● EXERCISE DETAILS: Give back, exactly as written, the lines from the beginning of the listing through the one that contains "Every instance of the pink".

● SUPPLIED MATERIAL:

━━━━━━━━

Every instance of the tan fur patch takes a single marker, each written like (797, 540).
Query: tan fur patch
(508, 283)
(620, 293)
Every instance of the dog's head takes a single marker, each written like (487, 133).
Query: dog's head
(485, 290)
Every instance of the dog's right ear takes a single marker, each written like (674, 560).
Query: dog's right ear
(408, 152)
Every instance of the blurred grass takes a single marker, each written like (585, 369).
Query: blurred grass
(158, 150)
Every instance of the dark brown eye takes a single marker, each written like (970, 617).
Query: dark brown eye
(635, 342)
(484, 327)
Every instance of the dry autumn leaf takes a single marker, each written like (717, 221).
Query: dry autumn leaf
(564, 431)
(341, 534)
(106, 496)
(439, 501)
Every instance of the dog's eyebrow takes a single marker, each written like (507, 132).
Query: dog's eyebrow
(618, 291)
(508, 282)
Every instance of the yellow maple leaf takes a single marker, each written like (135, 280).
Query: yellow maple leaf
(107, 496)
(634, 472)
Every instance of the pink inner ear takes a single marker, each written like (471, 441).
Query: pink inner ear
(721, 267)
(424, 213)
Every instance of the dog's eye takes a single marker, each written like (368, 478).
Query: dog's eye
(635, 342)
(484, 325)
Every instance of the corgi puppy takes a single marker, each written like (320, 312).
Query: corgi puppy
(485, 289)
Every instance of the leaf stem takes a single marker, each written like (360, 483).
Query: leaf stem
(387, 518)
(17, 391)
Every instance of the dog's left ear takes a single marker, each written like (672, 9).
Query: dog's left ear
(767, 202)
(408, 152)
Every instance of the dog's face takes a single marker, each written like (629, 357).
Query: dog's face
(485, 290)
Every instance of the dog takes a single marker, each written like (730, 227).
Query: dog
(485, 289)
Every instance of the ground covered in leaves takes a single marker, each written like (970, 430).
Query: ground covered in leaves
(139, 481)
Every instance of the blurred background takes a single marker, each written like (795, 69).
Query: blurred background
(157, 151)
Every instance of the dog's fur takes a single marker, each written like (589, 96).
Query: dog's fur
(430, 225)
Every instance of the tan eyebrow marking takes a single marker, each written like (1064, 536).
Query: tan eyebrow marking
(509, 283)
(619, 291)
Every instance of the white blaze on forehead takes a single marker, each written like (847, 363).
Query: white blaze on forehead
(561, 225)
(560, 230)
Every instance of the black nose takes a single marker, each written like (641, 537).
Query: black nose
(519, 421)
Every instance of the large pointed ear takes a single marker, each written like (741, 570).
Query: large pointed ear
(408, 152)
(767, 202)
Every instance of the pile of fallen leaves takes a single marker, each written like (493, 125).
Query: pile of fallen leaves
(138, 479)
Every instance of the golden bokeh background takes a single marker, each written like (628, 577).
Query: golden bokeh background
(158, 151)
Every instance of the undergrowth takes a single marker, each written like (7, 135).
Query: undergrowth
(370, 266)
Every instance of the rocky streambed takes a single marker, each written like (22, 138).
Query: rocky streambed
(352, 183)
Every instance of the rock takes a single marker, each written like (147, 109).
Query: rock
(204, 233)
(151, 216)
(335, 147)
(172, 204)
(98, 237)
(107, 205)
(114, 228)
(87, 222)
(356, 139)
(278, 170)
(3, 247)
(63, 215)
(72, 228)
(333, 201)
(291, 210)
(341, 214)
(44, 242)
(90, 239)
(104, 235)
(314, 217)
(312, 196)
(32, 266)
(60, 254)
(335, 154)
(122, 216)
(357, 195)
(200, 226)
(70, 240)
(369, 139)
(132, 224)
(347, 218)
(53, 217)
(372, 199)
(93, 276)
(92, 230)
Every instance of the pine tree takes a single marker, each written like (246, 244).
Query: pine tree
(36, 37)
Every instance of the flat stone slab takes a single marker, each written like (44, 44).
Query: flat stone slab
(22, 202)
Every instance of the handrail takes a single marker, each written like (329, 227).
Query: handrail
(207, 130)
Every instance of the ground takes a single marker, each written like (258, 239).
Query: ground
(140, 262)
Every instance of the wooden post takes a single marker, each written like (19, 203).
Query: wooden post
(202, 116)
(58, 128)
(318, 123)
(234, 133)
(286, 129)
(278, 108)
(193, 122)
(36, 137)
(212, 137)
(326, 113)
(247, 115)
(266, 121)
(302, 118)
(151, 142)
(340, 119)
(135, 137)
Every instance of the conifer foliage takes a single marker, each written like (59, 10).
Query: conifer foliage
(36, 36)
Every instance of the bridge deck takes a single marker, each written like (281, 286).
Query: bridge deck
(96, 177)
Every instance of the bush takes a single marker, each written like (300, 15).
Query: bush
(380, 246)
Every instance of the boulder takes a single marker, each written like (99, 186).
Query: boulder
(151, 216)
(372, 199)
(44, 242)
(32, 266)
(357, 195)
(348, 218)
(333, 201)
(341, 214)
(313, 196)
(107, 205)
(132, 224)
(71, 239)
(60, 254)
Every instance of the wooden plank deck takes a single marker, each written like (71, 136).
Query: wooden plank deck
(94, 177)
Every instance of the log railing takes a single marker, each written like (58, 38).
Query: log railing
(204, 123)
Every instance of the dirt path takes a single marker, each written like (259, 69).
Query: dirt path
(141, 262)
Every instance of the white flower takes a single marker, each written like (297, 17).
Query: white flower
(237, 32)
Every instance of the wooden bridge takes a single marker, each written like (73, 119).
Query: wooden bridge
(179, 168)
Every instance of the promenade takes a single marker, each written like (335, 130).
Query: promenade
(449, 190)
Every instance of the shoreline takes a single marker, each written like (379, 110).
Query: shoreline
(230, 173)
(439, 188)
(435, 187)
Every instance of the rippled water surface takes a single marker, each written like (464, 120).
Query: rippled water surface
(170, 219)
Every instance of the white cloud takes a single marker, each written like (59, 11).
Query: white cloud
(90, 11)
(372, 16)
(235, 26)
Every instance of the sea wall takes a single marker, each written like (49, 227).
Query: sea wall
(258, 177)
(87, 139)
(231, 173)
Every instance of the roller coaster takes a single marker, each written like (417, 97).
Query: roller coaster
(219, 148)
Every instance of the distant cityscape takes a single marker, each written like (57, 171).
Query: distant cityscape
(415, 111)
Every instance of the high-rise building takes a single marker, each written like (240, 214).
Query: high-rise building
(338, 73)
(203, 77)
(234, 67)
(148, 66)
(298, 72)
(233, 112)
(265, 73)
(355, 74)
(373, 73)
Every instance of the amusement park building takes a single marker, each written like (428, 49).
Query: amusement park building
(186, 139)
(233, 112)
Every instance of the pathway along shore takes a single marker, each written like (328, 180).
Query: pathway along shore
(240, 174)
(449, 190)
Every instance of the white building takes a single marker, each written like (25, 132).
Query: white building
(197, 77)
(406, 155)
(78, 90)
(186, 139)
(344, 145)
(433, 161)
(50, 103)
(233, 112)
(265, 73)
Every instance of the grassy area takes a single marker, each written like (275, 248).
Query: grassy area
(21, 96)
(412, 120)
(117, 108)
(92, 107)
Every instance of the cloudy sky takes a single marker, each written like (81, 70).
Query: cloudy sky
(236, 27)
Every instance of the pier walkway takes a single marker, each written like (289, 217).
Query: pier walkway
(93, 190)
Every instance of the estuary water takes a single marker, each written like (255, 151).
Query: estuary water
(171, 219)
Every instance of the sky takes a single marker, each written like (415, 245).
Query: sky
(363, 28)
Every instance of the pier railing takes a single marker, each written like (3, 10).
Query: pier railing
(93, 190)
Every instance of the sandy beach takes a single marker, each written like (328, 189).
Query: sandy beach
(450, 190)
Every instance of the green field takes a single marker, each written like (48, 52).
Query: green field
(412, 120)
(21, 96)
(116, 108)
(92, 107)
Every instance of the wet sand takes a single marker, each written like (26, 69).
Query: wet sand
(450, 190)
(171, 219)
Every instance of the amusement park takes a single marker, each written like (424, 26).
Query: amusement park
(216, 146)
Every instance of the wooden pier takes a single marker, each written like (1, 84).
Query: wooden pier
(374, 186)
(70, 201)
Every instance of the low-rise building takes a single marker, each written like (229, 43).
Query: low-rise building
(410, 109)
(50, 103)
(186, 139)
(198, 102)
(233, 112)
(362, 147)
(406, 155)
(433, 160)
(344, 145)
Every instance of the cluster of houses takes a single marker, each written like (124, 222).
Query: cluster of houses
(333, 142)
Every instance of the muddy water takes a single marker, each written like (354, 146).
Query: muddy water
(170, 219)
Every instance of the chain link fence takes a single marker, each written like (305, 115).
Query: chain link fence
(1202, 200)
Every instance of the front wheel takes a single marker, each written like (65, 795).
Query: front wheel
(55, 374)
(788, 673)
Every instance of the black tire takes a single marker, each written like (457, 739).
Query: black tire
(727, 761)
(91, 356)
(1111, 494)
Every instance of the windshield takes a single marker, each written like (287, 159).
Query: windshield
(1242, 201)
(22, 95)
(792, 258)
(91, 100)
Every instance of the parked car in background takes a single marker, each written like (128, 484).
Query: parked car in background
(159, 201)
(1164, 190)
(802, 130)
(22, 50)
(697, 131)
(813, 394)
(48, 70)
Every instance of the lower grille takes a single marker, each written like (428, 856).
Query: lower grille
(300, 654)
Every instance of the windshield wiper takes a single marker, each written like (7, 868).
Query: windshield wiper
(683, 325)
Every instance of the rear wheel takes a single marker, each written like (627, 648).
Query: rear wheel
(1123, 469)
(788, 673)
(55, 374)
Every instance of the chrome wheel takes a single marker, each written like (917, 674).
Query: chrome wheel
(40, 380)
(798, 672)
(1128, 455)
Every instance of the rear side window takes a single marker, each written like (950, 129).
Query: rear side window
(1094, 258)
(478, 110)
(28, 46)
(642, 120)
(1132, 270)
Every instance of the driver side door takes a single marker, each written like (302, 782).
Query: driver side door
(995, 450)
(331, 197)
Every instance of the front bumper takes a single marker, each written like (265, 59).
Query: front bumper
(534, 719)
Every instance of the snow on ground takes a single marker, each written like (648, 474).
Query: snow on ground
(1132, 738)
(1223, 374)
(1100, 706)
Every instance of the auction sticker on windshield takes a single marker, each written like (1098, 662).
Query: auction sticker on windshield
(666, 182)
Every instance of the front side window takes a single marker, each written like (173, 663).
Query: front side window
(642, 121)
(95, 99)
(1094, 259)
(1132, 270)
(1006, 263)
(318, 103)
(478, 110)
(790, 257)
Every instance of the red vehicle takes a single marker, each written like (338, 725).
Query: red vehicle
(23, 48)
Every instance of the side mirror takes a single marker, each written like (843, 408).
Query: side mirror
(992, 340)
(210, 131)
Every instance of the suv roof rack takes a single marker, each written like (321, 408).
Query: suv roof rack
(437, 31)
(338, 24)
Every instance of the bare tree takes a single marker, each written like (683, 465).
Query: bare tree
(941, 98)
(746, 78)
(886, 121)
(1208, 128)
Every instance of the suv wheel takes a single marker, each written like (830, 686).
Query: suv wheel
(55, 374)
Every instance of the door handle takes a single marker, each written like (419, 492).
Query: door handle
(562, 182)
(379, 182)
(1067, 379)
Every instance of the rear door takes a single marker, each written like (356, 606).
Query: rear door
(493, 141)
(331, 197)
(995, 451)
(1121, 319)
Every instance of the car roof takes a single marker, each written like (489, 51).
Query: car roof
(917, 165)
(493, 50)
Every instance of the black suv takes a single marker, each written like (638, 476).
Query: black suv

━━━━━━━━

● TASK RESULT:
Every instance of the tan fur patch takes a single marker, each written like (797, 540).
Query: tan fur patch
(508, 283)
(620, 293)
Every instance of the dog's head takes a single marker, each written like (487, 133).
Query: dog's head
(485, 290)
Every instance of the dog's right ear takes a single marker, each written like (674, 560).
Query: dog's right ear
(408, 152)
Every instance of the blurred grass takes a single marker, each written like (585, 369).
Query: blurred grass
(158, 150)
Every instance of the dark brown eye takes a single marker, each written like (970, 617).
Query: dark brown eye
(635, 342)
(484, 327)
Every instance of the dry autumn leaf takes a single marker, each written like (717, 221).
Query: dry autumn leaf
(564, 431)
(341, 534)
(106, 496)
(439, 501)
Every instance of the dog's eyebrow takes a single marker, each written like (507, 132).
Query: dog's eyebrow
(618, 291)
(508, 282)
Every instance of the yellow maple leaf takes a single marker, each written like (135, 280).
Query: yellow maple leaf
(107, 496)
(634, 472)
Every instance of the pink inner ear takes a single marker, each written like (471, 441).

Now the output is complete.